■ EXERCISE DESCRIPTION
Update the stretch of items from the start through the line that contains "[78,391,172,450]" by swapping "tree canopy" for "leafy canopy" and keeping everything else the same. Omit the pictures from your answer.

··········

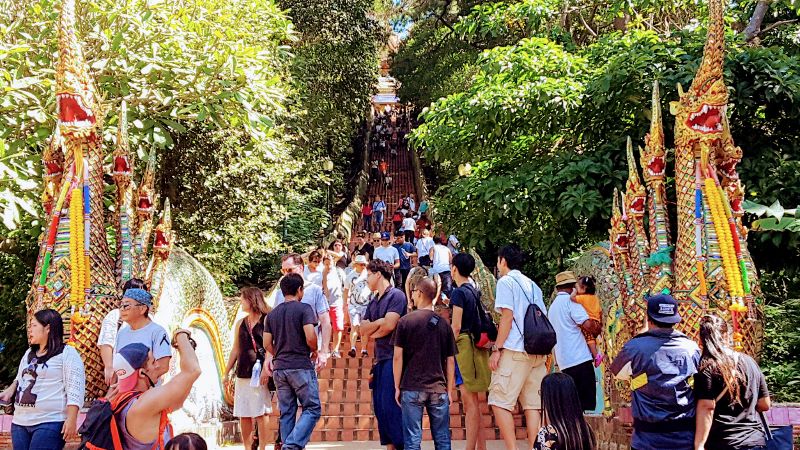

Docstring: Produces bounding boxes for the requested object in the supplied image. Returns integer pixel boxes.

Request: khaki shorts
[489,349,547,411]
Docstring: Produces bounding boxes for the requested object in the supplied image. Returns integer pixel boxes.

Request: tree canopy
[395,0,800,399]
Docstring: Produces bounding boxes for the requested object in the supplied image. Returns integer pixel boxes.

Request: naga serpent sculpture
[574,0,763,410]
[26,0,234,420]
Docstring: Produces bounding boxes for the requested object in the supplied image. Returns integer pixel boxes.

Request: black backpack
[461,283,497,347]
[510,277,556,356]
[78,391,172,450]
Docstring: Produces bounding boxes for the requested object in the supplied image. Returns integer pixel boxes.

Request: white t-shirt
[324,267,345,306]
[114,321,172,360]
[303,265,322,287]
[431,244,451,275]
[447,234,460,255]
[494,270,547,352]
[372,245,400,266]
[547,292,592,370]
[417,237,433,258]
[345,269,372,308]
[97,308,119,348]
[11,345,86,426]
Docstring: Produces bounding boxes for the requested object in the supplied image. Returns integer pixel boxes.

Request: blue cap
[647,294,681,323]
[122,288,153,306]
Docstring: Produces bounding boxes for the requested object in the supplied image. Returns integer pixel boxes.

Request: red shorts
[328,306,344,332]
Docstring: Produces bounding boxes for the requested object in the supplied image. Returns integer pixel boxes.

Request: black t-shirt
[694,353,769,449]
[236,316,264,378]
[264,300,317,370]
[353,244,375,261]
[364,287,408,361]
[392,309,458,394]
[450,284,478,333]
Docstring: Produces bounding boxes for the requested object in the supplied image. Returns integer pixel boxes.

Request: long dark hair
[699,314,743,403]
[542,373,597,450]
[29,309,64,361]
[165,433,208,450]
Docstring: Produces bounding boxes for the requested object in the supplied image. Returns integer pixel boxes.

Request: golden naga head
[608,188,628,255]
[625,136,647,219]
[644,81,667,183]
[153,199,175,259]
[56,0,101,136]
[112,101,133,188]
[670,0,728,144]
[136,149,156,218]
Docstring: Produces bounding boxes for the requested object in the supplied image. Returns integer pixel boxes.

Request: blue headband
[123,288,153,306]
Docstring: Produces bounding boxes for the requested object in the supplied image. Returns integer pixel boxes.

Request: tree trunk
[744,0,772,42]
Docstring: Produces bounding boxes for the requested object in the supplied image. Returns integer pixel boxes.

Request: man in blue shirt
[611,294,700,450]
[361,259,408,450]
[392,231,417,291]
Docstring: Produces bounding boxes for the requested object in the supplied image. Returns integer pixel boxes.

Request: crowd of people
[0,102,770,450]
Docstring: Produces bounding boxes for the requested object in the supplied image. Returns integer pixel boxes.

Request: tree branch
[744,0,772,42]
[756,19,798,36]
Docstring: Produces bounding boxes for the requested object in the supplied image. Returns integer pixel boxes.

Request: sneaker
[594,353,603,367]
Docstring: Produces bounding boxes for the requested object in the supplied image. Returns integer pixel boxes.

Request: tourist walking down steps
[361,260,408,450]
[225,287,272,450]
[392,278,456,450]
[0,309,86,450]
[264,273,322,450]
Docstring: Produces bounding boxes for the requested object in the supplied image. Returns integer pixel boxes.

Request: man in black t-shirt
[392,278,456,450]
[264,273,322,450]
[361,259,408,450]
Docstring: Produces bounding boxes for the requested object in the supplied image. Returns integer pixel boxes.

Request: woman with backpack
[450,253,497,450]
[694,315,771,450]
[225,287,272,450]
[0,309,86,450]
[361,197,372,232]
[533,372,597,450]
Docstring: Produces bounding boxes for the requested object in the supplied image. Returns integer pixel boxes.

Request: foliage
[412,25,800,282]
[159,128,328,281]
[0,248,35,382]
[761,299,800,402]
[278,0,385,206]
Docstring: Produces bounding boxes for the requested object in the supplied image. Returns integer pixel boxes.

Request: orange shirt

··········

■ IN RESPONSE
Docstring: Produces bounding boxes for the requested object in the supplied image. Returns integer pixel boxes.

Request: khaki shorts
[489,349,547,411]
Docstring: Produces bounding boxes for the requested object in the supplied image. Returns integer pixel boxes.

Request: leafy canopy
[395,0,800,399]
Docstring: Produces bounding boxes for the requested object in the supplied image. Returns integer pixel boxes.

Request: naga serpent sculpture
[574,0,763,410]
[26,0,234,420]
Docstring: Produces bounding boxes for the requested object in the supplied image. Returns integer pixel boxes.

Request: black backpack
[461,283,497,347]
[510,277,556,356]
[78,391,172,450]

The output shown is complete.